**Request 1:** Count the lines in the rows below that contain the word "paved", treating case as significant, and give only that number.

** START Selection **

Solving for v_i=√(2/m₁*(m₁+m₂)*g*h_f)

This gives me v_i = 32.9 m/s. Which apparently is incorrect. What did I do wrong?

 

[Adithyan]

I can't view your attached picture. Please reattach it.

 

[Simon Bridge]

Kinetic energy is not conserved in the collision.

shortcut: KE=p^2/2m

 

[Maxo]

I can't view your attached picture. Please reattach it.

Done. Do you see it now?

Kinetic energy is not conserved in the collision.

Do you mean that the energy principle can't be used then? Or how should it be written instead?

shortcut: KE=p^2/2m

That's good. I know the linear momentum is preserved. But if we use Pf=P0 then we need an expression for vf to solve for vi.

 

[ehild]

There are two stages of the problem. The first one is the inelastic collision between the bullet and block. Using conservation of momentum, determine the initial velocity of the block with the bullet in it. Energy is not conserved during this process.

** END Selection **
** START Records provided **

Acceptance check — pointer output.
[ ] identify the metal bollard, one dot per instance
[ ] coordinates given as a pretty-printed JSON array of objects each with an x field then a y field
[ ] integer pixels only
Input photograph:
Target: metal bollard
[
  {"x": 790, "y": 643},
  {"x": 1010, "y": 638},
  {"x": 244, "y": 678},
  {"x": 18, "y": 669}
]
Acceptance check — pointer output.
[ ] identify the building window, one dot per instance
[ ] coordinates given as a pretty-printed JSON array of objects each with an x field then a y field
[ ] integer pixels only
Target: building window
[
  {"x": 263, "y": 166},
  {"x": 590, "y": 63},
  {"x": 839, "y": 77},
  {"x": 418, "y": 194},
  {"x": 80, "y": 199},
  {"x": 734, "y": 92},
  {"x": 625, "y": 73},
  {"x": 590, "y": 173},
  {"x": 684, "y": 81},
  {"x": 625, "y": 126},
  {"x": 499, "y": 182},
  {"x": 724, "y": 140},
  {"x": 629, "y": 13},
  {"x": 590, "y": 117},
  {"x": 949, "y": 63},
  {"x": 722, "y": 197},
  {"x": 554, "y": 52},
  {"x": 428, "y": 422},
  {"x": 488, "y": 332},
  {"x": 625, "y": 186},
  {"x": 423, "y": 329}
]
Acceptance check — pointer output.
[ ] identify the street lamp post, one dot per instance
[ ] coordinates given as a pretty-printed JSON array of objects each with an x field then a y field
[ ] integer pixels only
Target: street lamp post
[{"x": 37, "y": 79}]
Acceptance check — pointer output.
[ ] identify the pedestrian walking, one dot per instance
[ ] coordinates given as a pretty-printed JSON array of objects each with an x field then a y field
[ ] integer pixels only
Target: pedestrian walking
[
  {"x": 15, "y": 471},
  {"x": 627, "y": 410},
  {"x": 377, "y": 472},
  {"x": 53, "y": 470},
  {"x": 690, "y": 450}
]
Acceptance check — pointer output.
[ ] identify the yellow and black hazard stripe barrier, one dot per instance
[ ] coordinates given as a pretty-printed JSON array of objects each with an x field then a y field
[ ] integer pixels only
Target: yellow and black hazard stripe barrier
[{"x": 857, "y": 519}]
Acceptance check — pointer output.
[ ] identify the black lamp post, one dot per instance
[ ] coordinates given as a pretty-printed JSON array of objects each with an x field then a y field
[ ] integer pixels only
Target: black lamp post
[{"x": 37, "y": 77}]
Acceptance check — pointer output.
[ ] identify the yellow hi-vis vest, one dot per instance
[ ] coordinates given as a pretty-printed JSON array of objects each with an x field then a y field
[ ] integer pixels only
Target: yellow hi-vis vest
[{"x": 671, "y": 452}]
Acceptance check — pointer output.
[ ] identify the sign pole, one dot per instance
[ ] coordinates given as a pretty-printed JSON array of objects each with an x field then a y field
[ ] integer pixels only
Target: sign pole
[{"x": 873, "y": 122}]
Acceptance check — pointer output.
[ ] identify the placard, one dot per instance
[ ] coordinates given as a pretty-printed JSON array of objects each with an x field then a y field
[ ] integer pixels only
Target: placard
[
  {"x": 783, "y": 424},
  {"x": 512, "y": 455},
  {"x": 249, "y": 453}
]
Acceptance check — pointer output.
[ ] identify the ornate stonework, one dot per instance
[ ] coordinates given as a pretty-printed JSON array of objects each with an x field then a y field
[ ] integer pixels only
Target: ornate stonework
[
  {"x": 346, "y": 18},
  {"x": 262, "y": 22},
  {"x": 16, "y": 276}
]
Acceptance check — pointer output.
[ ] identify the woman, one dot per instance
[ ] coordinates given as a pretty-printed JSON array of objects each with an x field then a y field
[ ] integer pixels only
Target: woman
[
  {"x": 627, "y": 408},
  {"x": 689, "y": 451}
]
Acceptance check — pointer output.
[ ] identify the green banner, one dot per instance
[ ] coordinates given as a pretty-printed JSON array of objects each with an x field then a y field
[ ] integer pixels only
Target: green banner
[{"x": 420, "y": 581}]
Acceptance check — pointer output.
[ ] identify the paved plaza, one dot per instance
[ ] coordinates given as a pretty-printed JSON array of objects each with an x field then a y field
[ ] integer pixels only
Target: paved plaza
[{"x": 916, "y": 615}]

** END Records provided **

**Request 2:** Copy verbatim the part of the forum thread above between "Done. Do you" and "solve for vi.", inclusive.

**Right answer 1:** 2

**Right answer 2:**
Done. Do you see it now?

Kinetic energy is not conserved in the collision.

Do you mean that the energy principle can't be used then? Or how should it be written instead?

shortcut: KE=p^2/2m

That's good. I know the linear momentum is preserved. But if we use Pf=P0 then we need an expression for vf to solve for vi.